Optic Nerve Regeneration Induced In Adult Mice

NEW YORK (Reuters Health) - The ability to regenerate damaged optic nerves is closer to reality with increased understanding of underlying mechanisms, investigators report in the March issue of the Journal of Cell Science.

Working with murine retinal ganglion cells, Dr. Dong Feng Chen of Harvard Medical School, Boston, and her colleagues found that under normal conditions, these cells can elongate only until embryonic day 18.

"We found that the anti-apoptotic gene Bcl-2 is expressed in neurons in the embryonic stage, correlating with the period when they are actively growing, then is 'turned off' as neurons lose the ability to grow or regenerate," Dr. Chen told Reuters Health.

To further explore the implications of these findings, Dr. Chen's group generated Bcl-2tg mice in which Bcl-2 is overexpressed.

What you will do:
1 > How would you render this sentence from the optic nerve article in Spanish: "To further explore the implications of these findings, Dr. Chen's group generated Bcl-2tg mice in which Bcl-2 is overexpressed."
2 > Can you return the passage of the optic nerve article starting with "NEW YORK (Reuters" and going on through "told Reuters Health.", word for word?

Information supplied:

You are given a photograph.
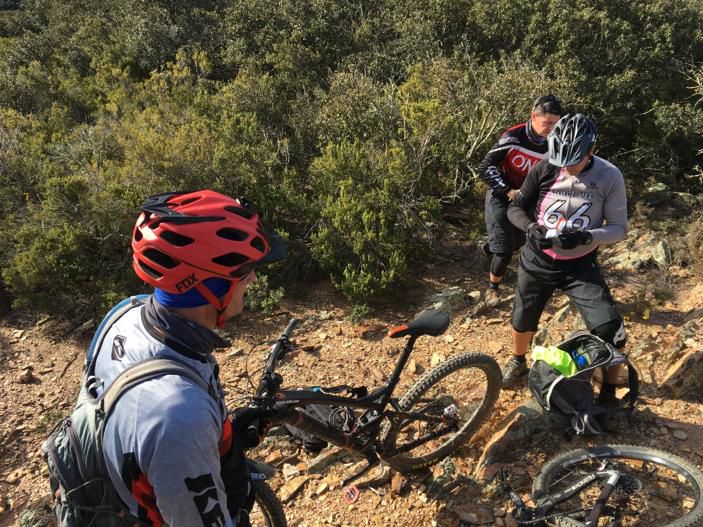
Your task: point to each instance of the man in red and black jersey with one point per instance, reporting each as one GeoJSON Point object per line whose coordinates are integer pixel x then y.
{"type": "Point", "coordinates": [504, 169]}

Problem solutions:
1 > Para explorar más a fondo las implicaciones de estos hallazgos, el grupo de la Dra. Chen generó ratones Bcl-2tg en los que Bcl-2 se sobreexpresa.

2 >
NEW YORK (Reuters Health) - The ability to regenerate damaged optic nerves is closer to reality with increased understanding of underlying mechanisms, investigators report in the March issue of the Journal of Cell Science.

Working with murine retinal ganglion cells, Dr. Dong Feng Chen of Harvard Medical School, Boston, and her colleagues found that under normal conditions, these cells can elongate only until embryonic day 18.

"We found that the anti-apoptotic gene Bcl-2 is expressed in neurons in the embryonic stage, correlating with the period when they are actively growing, then is 'turned off' as neurons lose the ability to grow or regenerate," Dr. Chen told Reuters Health.